PROVIDED MATERIAL start

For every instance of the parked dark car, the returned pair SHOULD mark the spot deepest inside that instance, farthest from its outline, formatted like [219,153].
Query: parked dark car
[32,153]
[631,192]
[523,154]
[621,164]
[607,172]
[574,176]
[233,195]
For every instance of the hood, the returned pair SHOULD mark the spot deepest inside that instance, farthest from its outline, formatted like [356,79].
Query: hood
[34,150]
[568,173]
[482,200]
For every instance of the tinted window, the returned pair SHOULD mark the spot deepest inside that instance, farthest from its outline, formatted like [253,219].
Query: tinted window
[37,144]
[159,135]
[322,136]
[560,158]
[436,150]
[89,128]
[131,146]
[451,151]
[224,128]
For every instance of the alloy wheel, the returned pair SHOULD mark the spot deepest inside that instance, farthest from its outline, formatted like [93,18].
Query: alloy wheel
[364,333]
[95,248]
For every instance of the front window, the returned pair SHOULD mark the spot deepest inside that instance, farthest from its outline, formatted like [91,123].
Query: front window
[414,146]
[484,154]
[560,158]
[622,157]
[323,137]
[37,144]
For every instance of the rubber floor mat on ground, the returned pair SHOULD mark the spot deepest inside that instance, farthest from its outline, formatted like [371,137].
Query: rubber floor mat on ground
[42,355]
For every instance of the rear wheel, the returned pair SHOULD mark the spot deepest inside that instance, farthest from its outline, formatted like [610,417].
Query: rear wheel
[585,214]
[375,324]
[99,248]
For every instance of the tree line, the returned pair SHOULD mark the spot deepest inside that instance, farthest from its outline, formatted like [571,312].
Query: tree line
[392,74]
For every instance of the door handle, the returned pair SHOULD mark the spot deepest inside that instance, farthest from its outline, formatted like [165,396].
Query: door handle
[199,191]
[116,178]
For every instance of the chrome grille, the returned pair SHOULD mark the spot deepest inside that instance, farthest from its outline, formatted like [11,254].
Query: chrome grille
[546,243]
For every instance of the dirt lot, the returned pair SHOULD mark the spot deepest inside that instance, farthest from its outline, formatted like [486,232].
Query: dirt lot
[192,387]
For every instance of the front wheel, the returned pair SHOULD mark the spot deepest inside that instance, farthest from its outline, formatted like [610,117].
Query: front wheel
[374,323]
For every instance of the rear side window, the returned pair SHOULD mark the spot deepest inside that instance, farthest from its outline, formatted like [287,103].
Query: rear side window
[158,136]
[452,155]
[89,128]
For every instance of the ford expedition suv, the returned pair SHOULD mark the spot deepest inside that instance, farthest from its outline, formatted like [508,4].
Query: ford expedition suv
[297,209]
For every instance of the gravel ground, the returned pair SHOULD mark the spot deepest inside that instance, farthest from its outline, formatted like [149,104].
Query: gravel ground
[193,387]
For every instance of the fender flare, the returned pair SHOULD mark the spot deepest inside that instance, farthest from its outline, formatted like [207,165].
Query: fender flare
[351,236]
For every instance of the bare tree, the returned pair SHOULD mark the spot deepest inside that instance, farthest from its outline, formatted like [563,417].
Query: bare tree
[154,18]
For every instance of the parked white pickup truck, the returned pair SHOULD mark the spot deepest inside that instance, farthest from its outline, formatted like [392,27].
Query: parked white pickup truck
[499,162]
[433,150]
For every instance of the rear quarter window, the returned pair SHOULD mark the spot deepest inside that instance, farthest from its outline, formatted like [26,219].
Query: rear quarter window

PROVIDED MATERIAL end

### SHORT PROBLEM
Lay out the stretch of the records above from the line containing "For every instance of the ford" through the end of the records as a JSON list of strings, one string per line and blank lines omitted.

### WRITTEN ANSWER
[
  "For every instance of the ford expedition suv, the returned pair SHOULD mark the spot deepest inside that instance, farthest from its outline, formatted like [508,4].",
  "Query: ford expedition suv",
  "[297,209]",
  "For every instance of the gravel ground, the returned pair SHOULD mark the spot deepest inside that instance, farthest from its outline, formatted like [149,104].",
  "Query: gravel ground",
  "[193,387]",
  "For every instance of the fender flare, the returned pair SHOULD mark the spot deepest inside that instance, farthest from its outline, formatted like [207,165].",
  "Query: fender flare",
  "[351,236]",
  "For every instance of the bare tree, the returned pair SHOULD mark the spot deepest inside that instance, farthest from its outline, formatted like [563,417].",
  "Query: bare tree",
  "[154,18]",
  "For every instance of the parked white pickup truck, the returned pair SHOULD mark the spot deepest inside that instance, farthest from its outline, formatted like [392,27].",
  "Query: parked white pickup truck",
  "[499,162]",
  "[433,150]",
  "For every instance of the rear quarter window, the returned pair SHOULD mark the spot deepest inside that instance, farthest from its outline, formatted like [26,219].",
  "Query: rear quarter window"
]